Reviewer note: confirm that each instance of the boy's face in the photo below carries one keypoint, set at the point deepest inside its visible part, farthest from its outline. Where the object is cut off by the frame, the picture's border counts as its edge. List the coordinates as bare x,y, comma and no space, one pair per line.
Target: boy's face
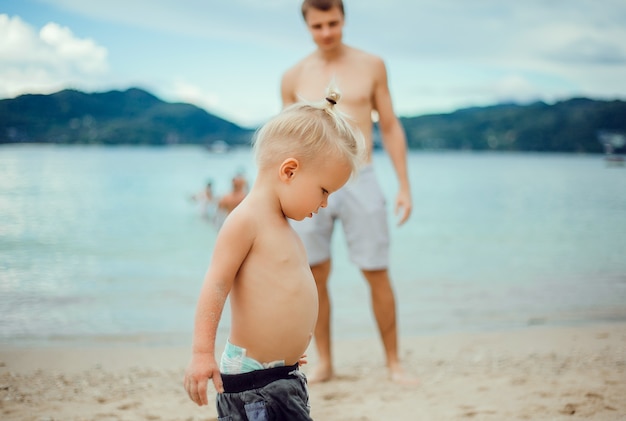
326,27
311,186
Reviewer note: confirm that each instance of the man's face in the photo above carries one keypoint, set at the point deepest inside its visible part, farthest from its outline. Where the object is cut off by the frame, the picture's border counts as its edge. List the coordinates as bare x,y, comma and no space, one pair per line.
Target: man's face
326,27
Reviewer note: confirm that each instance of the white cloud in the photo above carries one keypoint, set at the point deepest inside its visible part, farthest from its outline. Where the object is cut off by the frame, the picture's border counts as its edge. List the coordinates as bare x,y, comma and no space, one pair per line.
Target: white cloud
46,60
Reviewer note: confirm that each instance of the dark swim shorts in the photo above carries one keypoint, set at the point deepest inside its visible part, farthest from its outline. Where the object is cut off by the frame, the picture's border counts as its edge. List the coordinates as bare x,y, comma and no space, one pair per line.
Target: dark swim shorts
278,393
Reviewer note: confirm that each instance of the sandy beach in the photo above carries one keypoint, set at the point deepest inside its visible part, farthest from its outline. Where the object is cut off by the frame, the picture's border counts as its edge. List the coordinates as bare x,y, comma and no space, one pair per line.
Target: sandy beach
538,373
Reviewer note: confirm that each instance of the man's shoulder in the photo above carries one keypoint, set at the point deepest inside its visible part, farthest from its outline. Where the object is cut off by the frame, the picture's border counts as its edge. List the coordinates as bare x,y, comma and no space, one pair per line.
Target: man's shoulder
365,56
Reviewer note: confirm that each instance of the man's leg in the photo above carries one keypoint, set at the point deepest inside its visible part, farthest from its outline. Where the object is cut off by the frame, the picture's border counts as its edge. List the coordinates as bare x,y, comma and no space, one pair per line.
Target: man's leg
324,369
384,308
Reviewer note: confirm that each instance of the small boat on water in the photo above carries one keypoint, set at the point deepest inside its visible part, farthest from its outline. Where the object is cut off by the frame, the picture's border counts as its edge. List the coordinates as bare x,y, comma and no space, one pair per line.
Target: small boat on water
614,153
218,146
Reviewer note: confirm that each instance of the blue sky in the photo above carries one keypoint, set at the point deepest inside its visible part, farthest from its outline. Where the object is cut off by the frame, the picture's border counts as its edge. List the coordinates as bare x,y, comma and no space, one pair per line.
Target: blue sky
228,56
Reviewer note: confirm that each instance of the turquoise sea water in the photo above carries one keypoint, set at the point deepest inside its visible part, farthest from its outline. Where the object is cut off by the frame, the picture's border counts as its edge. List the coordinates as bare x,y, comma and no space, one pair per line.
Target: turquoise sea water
103,244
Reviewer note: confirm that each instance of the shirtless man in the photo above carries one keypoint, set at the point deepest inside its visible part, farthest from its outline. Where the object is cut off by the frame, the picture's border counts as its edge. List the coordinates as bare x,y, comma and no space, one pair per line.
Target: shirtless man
362,77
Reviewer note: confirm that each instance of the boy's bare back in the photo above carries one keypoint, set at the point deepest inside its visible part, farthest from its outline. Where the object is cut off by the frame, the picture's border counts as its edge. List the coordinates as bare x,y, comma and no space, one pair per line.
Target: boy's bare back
273,298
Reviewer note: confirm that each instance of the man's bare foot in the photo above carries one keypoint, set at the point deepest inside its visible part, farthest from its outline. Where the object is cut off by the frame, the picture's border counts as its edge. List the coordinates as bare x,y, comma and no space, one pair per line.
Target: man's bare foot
401,377
320,374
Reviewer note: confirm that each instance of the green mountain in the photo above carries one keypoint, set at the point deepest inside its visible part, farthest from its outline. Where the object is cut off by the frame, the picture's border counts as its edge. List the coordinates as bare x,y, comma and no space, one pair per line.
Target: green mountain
568,126
130,117
138,117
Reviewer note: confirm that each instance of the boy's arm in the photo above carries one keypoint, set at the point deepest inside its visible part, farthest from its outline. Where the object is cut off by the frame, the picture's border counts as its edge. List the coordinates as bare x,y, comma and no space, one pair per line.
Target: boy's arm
394,139
231,247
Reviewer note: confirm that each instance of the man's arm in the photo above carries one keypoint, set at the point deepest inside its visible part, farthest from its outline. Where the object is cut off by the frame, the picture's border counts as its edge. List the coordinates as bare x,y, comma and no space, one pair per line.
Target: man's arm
394,140
287,94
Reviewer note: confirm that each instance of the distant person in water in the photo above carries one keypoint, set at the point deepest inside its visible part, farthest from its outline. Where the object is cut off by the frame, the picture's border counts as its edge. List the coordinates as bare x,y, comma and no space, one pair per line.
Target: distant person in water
227,203
205,200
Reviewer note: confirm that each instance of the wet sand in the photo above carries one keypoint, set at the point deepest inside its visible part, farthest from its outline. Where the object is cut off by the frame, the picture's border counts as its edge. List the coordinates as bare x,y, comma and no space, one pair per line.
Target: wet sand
538,373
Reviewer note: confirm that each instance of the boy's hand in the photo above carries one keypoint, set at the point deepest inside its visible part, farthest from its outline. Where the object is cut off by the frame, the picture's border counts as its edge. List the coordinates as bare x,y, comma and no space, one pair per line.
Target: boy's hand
303,360
202,368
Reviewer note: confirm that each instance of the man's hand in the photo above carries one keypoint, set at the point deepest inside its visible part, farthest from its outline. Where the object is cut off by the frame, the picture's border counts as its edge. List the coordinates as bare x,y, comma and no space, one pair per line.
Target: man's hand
404,206
202,368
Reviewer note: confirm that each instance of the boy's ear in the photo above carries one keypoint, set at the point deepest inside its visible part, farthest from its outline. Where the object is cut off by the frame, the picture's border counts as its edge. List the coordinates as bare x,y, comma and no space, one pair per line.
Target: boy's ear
288,169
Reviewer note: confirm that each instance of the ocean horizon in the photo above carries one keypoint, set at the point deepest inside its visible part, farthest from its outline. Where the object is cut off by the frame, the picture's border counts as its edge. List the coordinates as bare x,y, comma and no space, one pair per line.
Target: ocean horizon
103,244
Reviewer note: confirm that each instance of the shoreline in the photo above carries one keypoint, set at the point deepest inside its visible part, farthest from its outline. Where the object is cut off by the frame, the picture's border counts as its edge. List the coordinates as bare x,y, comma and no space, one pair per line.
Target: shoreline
536,373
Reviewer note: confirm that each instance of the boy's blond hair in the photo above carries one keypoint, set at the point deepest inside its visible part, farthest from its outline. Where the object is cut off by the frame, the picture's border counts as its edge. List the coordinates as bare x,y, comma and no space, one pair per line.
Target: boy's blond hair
308,131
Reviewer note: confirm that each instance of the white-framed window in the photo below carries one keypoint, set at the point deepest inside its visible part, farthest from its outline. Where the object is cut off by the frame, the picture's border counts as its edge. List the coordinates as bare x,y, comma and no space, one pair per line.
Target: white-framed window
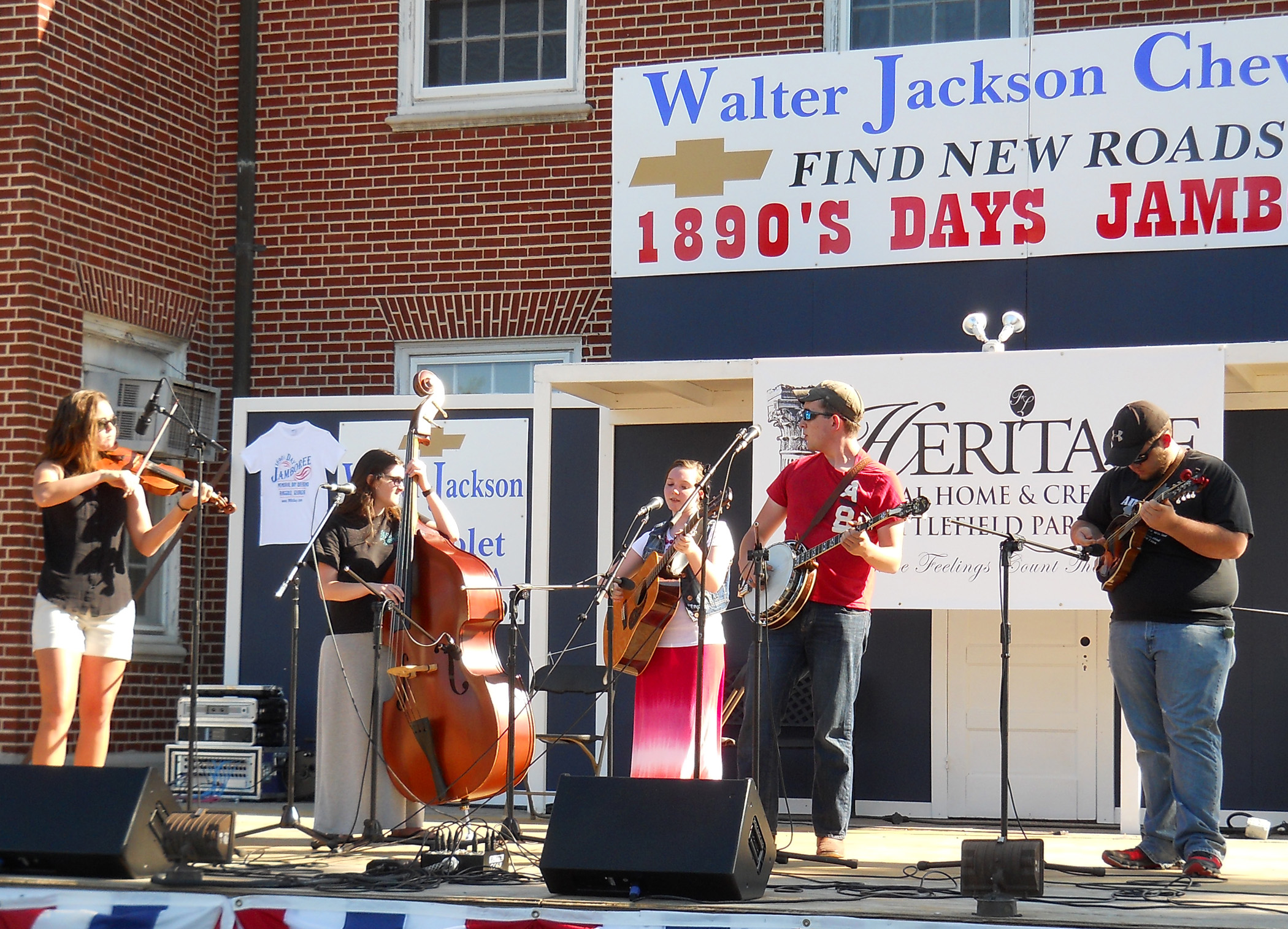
881,23
490,62
117,355
482,365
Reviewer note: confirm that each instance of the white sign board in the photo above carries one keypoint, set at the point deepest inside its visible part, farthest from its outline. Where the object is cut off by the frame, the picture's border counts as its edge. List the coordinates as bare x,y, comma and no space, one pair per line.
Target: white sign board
480,468
1006,441
1151,138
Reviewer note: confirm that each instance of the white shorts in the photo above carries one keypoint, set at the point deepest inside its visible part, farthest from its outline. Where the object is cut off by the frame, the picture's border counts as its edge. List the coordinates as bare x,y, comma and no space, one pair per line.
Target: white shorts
105,637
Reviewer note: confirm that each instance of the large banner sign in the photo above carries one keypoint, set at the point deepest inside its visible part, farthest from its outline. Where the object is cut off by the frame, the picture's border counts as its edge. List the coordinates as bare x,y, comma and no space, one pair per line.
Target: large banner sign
1137,139
1009,442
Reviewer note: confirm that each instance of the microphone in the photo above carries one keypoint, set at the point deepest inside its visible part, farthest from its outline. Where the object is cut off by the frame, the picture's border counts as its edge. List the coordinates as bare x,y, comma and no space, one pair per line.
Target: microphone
145,420
650,507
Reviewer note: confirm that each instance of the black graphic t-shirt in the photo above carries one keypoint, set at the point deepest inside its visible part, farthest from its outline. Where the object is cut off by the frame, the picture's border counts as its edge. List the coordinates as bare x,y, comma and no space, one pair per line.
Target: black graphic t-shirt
350,541
84,570
1170,583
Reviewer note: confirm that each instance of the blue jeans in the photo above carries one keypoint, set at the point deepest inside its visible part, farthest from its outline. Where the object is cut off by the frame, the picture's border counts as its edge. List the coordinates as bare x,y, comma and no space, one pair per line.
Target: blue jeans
1171,683
831,642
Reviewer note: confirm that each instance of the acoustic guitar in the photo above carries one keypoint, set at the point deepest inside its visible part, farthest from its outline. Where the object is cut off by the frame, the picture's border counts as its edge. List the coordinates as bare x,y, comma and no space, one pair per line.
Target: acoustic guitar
646,599
1126,534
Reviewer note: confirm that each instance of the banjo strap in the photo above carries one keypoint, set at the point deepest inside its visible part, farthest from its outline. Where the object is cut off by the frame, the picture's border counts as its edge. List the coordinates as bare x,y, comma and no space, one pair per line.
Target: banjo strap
859,464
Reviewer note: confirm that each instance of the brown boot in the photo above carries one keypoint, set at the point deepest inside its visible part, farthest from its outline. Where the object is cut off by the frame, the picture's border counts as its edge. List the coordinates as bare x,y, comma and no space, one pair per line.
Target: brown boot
830,847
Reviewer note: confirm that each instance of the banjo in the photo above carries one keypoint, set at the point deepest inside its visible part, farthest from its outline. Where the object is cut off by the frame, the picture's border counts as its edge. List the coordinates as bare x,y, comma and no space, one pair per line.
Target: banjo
791,567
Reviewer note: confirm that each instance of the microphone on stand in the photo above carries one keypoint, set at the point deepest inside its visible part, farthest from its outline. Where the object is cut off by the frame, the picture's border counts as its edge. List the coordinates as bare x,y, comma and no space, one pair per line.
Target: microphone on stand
656,503
145,420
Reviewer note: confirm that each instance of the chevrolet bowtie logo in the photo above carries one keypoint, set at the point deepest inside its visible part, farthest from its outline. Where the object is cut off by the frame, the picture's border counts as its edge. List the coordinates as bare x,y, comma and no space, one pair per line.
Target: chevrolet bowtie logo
700,168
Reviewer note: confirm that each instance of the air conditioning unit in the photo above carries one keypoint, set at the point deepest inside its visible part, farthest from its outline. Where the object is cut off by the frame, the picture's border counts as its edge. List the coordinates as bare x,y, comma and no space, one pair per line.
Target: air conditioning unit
197,404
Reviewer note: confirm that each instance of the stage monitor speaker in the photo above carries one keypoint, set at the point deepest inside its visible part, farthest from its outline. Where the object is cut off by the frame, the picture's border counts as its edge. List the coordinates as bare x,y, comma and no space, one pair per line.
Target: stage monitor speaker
657,836
83,822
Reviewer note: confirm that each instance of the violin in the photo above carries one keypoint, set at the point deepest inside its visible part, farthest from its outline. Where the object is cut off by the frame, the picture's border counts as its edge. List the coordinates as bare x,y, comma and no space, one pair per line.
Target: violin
156,479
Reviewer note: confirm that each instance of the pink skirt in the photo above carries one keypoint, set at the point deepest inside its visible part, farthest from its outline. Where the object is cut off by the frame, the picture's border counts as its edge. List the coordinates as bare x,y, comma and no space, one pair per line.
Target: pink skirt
664,714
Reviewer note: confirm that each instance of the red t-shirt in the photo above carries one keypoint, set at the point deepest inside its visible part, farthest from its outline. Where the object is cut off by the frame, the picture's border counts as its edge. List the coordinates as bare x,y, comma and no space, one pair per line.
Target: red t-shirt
843,579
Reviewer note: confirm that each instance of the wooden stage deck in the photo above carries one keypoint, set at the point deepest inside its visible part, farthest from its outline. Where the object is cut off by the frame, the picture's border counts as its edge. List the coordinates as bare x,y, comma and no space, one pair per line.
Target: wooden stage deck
1252,892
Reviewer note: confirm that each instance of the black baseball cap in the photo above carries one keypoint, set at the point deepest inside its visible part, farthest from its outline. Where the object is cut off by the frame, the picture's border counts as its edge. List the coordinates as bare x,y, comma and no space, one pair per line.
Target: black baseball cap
841,398
1138,423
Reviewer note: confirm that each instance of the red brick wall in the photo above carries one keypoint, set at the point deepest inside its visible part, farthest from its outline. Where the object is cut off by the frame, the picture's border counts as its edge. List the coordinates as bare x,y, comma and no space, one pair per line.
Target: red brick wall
117,178
106,175
372,235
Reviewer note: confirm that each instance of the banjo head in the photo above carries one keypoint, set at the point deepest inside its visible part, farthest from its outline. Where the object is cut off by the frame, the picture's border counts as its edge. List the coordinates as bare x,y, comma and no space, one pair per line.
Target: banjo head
780,563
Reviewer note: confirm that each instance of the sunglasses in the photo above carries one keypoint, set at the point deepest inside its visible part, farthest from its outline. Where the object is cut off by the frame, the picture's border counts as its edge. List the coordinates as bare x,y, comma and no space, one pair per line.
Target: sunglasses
1144,455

----

(The task):
For the listing above, state the number of lines that contain the word "below" and nothing more.

(Reply to the task):
2